(Do this) In the Gymnasium notebook excerpt, what change does the version history list for v1?

(Article)
▬▬▬▬▬▬▬▬▬▬
On reset, the `options` parameter allows the user to change the bounds used to determine
the new random state.

### Version History

* v1: Simplify the math equations, no difference in behavior.
* v0: Initial versions release (1.0.0)


In [1]:
import gymnasium as gym
from gymnasium.envs.classic_control.pendulum import PendulumEnv
for k,v in gym.envs.registry.items():
    print(str(k)+"\t"+str(v))

CartPole-v0	EnvSpec(id='CartPole-v0', entry_point='gymnasium.envs.classic_control.cartpole:CartPoleEnv', reward_threshold=195.0, nondeterministic=False, max_episode_steps=200, order_enforce=True, autoreset=False, disable_env_checker=False, apply_api_compatibility=False, kwargs={}, namespace=None, name='CartPole', version=0, additional_wrappers=(), vector_entry_point='gymnasium.envs.classic_control.cartpole:CartPoleVectorEnv')
▬▬▬▬▬▬▬▬▬▬
(Dataset entries)
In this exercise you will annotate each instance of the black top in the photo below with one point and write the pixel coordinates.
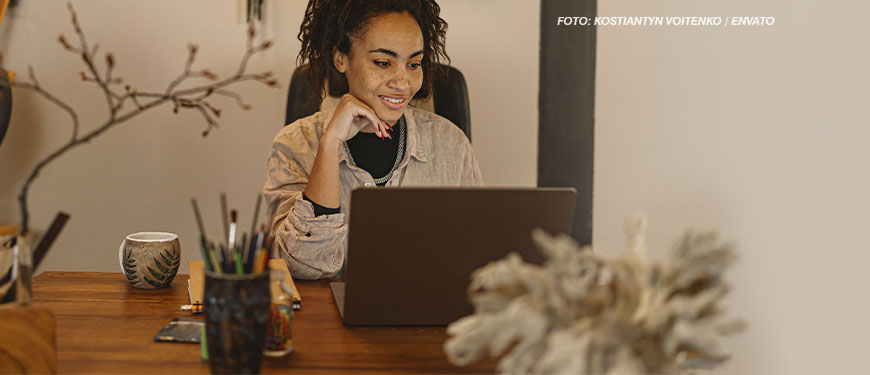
(371, 153)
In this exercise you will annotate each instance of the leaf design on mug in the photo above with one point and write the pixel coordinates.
(129, 266)
(166, 267)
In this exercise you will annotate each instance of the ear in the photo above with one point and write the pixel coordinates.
(339, 60)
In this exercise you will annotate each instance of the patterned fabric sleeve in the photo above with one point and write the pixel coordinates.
(312, 246)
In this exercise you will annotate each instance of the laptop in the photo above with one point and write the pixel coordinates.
(411, 251)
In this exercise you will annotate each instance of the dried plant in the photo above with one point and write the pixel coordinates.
(583, 312)
(125, 101)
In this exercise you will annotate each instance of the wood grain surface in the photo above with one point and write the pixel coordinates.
(27, 341)
(104, 325)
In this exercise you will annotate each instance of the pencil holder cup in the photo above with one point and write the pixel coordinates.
(236, 309)
(149, 260)
(15, 270)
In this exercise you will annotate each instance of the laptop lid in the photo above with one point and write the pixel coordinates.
(411, 250)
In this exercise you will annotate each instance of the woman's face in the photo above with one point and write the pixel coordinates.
(383, 68)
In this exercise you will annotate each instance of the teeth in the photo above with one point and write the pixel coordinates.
(391, 100)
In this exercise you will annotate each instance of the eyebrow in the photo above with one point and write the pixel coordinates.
(391, 53)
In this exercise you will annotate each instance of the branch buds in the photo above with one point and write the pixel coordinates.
(63, 42)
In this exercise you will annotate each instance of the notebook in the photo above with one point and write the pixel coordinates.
(196, 283)
(411, 251)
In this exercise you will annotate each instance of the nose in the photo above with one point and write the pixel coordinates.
(399, 80)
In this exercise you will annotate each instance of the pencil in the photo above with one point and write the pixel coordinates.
(212, 254)
(204, 250)
(256, 215)
(198, 217)
(224, 213)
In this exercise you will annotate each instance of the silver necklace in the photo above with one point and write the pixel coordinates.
(399, 154)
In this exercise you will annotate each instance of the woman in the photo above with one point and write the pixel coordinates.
(386, 50)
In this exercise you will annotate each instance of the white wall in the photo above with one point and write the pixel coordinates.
(762, 133)
(140, 176)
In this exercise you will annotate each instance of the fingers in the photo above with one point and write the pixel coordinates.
(360, 110)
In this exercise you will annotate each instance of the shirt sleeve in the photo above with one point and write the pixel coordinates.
(312, 246)
(470, 170)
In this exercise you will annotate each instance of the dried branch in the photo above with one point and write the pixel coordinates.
(190, 98)
(583, 312)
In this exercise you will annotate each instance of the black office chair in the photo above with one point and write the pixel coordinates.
(449, 96)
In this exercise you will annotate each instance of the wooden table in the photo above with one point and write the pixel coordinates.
(104, 325)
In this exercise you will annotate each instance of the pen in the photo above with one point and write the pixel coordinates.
(205, 256)
(212, 255)
(231, 244)
(254, 220)
(238, 263)
(194, 309)
(253, 249)
(224, 214)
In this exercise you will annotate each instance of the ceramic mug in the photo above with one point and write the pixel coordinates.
(149, 260)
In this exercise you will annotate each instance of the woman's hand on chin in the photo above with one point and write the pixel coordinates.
(351, 116)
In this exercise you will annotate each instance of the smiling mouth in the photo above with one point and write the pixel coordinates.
(392, 101)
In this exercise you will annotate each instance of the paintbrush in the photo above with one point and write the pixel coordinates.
(224, 214)
(202, 242)
(231, 244)
(254, 221)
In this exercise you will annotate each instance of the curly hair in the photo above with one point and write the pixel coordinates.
(330, 24)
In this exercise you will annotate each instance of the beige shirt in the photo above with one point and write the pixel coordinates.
(437, 153)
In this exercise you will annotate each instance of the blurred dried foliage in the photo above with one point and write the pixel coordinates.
(583, 312)
(125, 101)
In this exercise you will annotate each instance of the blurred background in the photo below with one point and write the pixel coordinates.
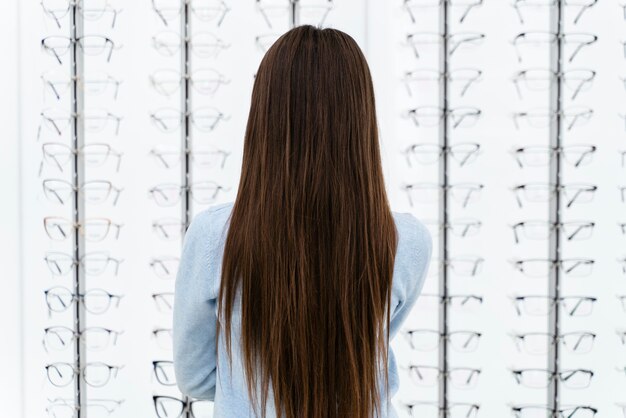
(501, 125)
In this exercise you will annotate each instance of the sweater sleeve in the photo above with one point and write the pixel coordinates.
(419, 246)
(195, 319)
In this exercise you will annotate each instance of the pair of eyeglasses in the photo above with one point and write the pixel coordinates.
(580, 6)
(540, 39)
(171, 407)
(94, 191)
(59, 155)
(428, 116)
(96, 83)
(538, 343)
(541, 230)
(208, 11)
(164, 372)
(58, 10)
(462, 153)
(165, 267)
(462, 228)
(463, 303)
(94, 263)
(541, 378)
(467, 266)
(533, 411)
(415, 7)
(95, 374)
(541, 193)
(420, 41)
(168, 229)
(163, 338)
(542, 117)
(93, 229)
(275, 12)
(204, 81)
(537, 79)
(96, 301)
(94, 120)
(541, 156)
(459, 377)
(205, 192)
(209, 157)
(164, 301)
(465, 77)
(540, 267)
(429, 339)
(202, 44)
(426, 193)
(539, 305)
(66, 408)
(59, 338)
(432, 410)
(92, 45)
(205, 119)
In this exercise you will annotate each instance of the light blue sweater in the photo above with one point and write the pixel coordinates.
(200, 372)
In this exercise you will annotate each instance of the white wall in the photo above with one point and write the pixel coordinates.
(11, 308)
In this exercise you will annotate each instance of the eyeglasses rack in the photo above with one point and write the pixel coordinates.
(69, 88)
(185, 101)
(78, 177)
(554, 217)
(444, 209)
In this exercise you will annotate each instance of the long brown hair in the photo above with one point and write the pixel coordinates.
(311, 241)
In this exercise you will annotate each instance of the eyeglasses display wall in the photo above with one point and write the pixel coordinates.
(502, 128)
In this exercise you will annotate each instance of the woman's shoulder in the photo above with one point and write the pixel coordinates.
(411, 229)
(414, 249)
(213, 217)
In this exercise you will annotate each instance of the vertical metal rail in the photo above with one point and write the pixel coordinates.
(185, 148)
(294, 13)
(554, 281)
(443, 209)
(78, 203)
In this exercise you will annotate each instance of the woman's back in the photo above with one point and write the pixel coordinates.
(203, 370)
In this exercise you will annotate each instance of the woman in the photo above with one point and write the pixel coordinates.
(286, 299)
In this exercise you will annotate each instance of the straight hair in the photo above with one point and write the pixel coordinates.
(312, 241)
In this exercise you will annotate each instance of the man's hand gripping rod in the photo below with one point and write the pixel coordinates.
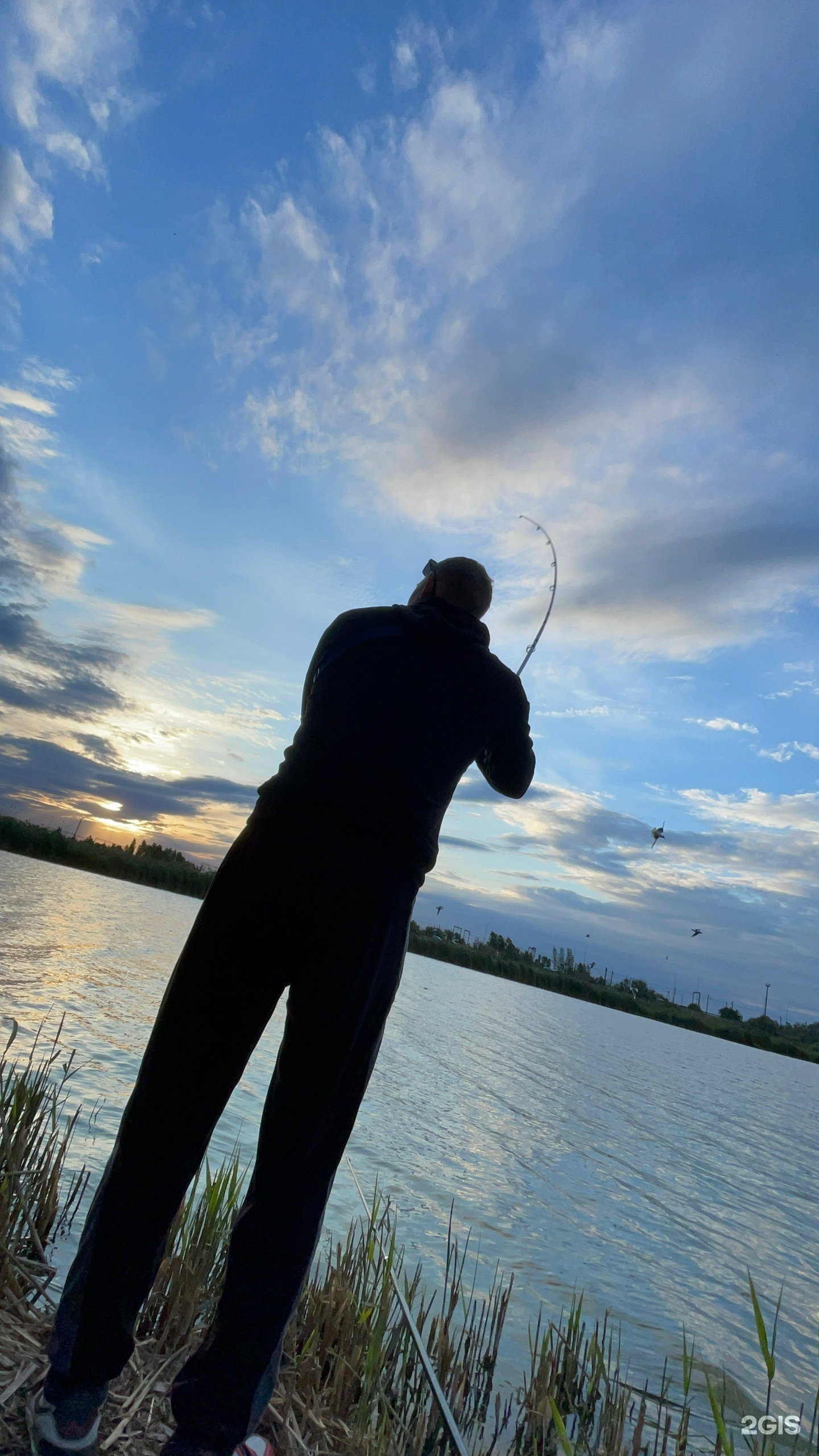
(553, 589)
▬▬▬▬▬▬▬▬▬▬
(The output) It simplified the math equations, with no difference in behavior.